ABOUT THIS TASK ::
Of the entries below, return exactly those lines that fall between the one containing "box: [193, 119, 597, 244]" and the one containing "positive clicks: (530, 175) (227, 239)", the two end lines included.

DATA EXTRACT ::
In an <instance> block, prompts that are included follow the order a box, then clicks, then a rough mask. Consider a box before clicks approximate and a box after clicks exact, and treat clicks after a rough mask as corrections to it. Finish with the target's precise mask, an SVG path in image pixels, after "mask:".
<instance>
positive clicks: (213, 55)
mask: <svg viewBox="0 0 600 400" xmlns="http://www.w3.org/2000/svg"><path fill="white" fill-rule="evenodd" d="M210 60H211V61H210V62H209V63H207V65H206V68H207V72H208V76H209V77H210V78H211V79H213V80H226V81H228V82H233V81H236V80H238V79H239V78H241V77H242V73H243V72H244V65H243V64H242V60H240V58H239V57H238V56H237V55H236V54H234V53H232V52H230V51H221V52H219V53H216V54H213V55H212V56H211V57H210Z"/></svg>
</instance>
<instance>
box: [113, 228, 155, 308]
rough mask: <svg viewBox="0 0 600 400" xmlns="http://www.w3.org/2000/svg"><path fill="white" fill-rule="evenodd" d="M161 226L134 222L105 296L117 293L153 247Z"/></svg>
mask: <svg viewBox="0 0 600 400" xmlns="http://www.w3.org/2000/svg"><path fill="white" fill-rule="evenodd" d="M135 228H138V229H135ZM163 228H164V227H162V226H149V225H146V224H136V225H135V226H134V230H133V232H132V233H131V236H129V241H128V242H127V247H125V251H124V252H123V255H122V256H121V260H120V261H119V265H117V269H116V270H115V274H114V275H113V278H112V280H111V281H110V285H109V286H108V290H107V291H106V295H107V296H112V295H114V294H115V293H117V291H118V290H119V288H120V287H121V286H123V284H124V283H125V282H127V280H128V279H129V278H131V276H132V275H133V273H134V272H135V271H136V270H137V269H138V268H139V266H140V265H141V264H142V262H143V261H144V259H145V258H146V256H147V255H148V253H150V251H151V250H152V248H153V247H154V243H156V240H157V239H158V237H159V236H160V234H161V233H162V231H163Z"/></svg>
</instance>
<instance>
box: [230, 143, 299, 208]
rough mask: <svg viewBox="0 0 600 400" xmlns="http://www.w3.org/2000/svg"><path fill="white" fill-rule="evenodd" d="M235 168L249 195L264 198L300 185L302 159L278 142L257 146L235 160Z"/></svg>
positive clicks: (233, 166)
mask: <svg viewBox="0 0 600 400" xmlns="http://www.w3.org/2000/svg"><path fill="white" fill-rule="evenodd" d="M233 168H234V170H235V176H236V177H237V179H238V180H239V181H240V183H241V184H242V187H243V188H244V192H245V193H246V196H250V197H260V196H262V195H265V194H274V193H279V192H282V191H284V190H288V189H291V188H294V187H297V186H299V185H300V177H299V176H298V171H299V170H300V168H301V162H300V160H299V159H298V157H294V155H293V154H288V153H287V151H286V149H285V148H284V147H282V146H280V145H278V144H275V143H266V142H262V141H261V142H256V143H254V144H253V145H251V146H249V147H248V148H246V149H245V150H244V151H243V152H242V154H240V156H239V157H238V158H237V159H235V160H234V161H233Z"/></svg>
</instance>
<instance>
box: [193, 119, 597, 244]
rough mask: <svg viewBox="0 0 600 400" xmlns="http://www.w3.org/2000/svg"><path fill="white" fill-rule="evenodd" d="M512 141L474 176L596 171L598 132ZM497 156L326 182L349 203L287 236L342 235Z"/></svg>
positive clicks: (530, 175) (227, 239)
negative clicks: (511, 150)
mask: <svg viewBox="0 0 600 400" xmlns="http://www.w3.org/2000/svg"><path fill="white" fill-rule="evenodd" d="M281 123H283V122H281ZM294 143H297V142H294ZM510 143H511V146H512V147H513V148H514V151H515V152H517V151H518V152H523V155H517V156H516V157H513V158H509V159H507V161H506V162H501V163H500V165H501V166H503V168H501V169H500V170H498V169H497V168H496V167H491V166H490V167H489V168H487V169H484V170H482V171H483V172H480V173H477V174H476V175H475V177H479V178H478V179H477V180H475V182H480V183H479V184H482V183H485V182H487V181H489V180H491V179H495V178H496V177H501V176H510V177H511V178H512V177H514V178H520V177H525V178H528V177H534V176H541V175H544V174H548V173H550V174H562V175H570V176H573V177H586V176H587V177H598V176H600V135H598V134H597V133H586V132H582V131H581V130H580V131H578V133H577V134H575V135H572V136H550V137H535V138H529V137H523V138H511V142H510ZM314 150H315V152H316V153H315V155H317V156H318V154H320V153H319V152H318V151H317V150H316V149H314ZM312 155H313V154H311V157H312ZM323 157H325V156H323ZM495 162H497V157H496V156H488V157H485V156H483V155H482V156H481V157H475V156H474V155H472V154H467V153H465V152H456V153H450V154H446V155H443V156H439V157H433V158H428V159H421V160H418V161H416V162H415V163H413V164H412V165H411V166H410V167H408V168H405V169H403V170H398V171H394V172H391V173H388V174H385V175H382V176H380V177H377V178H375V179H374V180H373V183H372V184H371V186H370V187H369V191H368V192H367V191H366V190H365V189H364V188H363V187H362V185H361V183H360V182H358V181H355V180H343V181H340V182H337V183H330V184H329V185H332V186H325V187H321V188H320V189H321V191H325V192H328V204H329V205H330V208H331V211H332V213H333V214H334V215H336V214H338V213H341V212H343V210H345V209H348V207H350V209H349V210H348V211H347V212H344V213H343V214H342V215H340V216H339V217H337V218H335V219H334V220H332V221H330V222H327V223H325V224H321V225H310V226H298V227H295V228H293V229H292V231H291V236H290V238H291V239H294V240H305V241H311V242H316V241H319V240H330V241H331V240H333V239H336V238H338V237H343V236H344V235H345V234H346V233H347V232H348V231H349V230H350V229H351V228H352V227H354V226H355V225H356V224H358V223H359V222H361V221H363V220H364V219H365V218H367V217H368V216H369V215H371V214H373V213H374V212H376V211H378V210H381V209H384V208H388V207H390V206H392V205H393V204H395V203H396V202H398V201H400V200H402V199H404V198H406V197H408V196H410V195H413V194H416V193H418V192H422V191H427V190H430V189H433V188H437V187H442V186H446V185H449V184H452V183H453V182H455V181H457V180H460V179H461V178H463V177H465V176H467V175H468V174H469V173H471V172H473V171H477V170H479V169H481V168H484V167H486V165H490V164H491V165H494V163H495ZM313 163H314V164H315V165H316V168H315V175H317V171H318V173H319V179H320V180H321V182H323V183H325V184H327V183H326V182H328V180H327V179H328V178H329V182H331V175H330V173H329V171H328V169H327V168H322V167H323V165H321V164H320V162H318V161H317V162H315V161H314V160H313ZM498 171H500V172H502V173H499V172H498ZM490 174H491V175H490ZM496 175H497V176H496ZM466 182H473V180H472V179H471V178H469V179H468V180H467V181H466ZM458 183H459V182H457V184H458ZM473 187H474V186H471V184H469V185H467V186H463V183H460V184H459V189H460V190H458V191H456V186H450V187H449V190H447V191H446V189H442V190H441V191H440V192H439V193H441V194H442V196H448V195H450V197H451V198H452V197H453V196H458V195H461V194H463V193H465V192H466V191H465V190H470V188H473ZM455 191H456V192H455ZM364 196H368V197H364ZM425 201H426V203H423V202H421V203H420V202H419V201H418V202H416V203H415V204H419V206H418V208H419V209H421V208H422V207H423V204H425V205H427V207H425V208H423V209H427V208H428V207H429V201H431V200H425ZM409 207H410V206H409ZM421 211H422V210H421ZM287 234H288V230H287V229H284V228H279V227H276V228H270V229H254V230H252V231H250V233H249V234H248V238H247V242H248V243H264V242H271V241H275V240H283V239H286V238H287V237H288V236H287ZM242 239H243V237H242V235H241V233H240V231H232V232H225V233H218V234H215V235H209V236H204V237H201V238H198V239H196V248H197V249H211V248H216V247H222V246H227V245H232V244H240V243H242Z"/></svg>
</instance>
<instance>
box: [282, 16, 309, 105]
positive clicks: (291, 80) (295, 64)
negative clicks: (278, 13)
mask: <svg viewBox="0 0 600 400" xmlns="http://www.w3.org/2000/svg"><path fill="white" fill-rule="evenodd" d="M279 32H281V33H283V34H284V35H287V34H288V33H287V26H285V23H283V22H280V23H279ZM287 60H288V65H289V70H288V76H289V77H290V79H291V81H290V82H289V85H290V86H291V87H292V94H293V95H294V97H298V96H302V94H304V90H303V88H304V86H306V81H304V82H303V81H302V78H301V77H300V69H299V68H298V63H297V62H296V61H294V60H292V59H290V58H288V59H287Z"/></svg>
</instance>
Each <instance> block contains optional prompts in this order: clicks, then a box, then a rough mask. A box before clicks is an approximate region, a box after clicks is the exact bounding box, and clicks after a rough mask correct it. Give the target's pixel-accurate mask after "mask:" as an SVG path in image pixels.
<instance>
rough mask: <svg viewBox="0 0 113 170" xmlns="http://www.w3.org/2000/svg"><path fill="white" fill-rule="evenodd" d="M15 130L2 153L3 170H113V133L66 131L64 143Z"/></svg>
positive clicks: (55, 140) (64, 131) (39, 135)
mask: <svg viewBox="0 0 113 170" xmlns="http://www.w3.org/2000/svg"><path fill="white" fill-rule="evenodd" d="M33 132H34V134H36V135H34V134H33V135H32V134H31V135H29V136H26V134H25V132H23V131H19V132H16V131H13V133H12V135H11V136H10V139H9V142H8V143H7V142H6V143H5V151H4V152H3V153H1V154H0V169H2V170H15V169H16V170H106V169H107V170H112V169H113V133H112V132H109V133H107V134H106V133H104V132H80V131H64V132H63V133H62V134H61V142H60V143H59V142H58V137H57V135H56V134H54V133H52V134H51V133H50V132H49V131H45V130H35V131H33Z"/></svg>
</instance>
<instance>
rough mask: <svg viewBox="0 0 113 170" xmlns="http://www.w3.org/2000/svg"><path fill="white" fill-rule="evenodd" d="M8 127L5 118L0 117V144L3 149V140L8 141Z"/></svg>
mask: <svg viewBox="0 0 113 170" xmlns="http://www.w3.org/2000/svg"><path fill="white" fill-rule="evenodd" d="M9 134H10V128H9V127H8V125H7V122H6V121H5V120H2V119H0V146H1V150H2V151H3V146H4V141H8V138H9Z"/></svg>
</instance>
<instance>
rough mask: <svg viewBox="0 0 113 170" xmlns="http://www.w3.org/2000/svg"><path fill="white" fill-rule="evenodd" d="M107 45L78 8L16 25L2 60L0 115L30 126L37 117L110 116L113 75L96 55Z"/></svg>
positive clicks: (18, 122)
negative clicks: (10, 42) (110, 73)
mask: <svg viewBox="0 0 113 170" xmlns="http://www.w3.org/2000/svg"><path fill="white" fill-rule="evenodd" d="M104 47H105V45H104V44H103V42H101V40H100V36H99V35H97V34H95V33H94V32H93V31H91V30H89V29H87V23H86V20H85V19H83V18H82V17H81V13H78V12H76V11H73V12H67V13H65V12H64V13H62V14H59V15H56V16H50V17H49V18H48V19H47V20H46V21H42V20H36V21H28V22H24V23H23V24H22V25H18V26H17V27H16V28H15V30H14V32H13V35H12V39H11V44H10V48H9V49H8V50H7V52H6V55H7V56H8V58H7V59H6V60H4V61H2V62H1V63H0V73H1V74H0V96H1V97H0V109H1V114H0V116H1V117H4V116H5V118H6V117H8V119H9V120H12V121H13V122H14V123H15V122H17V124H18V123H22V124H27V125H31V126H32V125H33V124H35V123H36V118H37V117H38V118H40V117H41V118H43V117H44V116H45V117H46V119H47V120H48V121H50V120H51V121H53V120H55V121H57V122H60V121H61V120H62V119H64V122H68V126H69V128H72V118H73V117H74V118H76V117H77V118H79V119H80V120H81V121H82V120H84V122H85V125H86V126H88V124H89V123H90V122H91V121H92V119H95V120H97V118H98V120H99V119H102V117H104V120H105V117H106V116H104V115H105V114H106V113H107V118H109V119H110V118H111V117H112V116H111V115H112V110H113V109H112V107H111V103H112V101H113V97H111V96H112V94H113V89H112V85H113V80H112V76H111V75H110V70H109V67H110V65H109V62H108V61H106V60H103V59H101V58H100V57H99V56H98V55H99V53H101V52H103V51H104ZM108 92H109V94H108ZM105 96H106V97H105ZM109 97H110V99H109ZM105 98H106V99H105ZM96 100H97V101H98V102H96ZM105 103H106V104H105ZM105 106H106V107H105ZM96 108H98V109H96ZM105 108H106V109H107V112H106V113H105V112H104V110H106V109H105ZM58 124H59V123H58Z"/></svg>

FINAL ANSWER ::
box: [193, 119, 597, 244]
rough mask: <svg viewBox="0 0 600 400" xmlns="http://www.w3.org/2000/svg"><path fill="white" fill-rule="evenodd" d="M512 141L474 176L596 171L598 132ZM497 156L326 182L349 203L287 236L342 235Z"/></svg>
positive clicks: (530, 175) (227, 239)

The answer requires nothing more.